*Problem to work on*
Check every line below for the word "conical" and copy the ones that have it.

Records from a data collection

■ ■ ■ ■

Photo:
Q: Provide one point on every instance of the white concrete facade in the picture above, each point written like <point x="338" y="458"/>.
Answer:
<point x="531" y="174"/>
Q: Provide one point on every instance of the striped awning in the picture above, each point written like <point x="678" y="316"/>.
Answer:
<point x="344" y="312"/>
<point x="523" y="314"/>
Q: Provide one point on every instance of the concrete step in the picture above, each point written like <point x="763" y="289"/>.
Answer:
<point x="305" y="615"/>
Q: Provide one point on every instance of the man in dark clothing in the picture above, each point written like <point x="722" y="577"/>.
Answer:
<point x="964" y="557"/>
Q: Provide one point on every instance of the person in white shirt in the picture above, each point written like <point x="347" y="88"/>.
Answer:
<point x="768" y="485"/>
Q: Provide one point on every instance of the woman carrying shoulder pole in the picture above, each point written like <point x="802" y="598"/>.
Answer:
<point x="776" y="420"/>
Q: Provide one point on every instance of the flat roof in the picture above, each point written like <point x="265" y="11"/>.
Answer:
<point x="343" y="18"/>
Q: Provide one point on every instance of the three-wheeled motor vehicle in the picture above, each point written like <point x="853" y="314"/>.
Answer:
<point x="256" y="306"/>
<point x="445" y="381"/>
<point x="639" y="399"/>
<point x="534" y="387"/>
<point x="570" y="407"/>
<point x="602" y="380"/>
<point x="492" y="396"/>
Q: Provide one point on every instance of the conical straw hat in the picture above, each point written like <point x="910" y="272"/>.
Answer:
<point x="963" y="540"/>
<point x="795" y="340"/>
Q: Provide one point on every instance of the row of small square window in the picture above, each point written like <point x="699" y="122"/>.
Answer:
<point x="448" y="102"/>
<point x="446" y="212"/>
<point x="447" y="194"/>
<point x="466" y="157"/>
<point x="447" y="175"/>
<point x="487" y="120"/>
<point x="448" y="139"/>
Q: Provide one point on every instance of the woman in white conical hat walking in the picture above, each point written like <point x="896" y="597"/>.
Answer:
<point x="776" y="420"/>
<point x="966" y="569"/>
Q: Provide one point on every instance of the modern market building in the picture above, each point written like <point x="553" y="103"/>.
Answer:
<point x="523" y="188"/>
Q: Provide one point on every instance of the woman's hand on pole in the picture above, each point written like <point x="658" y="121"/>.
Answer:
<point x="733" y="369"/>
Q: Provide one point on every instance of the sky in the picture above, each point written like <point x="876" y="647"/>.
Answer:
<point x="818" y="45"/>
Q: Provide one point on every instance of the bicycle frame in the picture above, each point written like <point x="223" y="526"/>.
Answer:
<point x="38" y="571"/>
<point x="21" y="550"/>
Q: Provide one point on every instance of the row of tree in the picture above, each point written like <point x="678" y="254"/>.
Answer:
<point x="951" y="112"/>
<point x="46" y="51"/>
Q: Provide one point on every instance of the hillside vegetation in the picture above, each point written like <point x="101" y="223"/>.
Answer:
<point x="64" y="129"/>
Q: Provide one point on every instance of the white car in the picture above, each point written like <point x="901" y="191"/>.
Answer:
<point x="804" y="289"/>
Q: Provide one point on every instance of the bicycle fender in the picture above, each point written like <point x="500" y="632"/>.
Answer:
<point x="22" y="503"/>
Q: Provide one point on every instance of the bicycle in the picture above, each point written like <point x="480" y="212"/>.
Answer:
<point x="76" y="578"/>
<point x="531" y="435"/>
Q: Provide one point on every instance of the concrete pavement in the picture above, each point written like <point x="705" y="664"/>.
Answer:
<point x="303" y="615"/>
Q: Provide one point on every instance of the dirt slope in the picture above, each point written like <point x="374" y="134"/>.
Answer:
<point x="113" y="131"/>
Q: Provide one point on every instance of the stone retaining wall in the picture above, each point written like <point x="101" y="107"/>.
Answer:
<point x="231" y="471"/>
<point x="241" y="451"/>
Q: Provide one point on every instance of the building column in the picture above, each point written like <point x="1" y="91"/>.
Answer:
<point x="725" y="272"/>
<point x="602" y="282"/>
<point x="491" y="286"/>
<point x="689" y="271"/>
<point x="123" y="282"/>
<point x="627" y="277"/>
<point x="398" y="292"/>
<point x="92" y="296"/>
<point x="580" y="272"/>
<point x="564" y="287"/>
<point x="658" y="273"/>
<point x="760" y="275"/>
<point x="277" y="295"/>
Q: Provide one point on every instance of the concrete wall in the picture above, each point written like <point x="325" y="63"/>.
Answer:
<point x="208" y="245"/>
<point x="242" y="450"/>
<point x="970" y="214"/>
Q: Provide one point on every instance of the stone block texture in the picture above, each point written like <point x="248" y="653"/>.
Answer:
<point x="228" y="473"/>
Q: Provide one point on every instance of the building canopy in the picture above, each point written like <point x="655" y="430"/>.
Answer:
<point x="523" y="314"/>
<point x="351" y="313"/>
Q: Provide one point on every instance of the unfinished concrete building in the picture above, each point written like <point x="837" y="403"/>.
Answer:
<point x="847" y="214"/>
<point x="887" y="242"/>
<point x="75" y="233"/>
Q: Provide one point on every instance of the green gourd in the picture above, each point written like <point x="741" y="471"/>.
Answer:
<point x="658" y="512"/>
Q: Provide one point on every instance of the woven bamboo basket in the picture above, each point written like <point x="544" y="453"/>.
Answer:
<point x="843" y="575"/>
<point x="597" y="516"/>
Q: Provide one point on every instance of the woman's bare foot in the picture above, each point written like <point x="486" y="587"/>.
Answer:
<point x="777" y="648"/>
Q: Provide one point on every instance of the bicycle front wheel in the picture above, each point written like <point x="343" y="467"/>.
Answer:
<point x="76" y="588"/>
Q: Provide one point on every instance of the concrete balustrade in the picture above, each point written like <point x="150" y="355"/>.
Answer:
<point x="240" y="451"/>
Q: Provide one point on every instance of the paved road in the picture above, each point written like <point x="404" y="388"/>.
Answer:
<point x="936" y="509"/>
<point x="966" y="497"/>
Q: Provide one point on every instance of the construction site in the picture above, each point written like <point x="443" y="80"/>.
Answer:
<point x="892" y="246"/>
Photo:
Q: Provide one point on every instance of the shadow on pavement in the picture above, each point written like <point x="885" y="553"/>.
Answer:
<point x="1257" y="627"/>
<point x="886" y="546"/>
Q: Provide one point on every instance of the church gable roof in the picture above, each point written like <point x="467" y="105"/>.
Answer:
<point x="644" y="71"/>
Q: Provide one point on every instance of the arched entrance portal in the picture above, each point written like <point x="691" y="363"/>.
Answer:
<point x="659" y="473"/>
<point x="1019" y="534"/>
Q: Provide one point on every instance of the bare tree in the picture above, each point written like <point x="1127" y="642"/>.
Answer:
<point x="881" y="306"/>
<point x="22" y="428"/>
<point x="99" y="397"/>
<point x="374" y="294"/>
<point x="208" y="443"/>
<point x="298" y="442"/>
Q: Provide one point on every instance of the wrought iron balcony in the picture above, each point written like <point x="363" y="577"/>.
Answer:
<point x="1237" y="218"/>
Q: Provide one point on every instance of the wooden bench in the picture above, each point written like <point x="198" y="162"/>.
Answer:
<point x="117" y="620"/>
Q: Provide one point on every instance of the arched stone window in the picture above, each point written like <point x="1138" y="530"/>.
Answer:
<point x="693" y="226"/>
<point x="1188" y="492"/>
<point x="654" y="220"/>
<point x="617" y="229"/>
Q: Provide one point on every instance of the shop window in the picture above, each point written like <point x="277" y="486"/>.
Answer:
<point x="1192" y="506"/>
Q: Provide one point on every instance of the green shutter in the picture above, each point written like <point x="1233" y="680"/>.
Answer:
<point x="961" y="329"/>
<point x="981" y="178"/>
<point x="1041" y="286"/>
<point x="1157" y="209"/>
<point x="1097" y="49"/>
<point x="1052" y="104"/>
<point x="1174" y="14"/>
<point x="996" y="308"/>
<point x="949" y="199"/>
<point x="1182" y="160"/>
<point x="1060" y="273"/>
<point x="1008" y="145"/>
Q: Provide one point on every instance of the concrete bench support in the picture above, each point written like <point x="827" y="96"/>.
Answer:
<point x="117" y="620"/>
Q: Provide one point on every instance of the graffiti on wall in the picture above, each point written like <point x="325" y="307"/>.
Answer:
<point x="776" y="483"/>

■ ■ ■ ■

*Answer to this task*
Q: Provide one point on every instance of the conical straw hat in the picture above, each point written like <point x="910" y="272"/>.
Q: Provide one point on every instance of the woman in white conical hat walking in the picture above, each point written like <point x="896" y="597"/>.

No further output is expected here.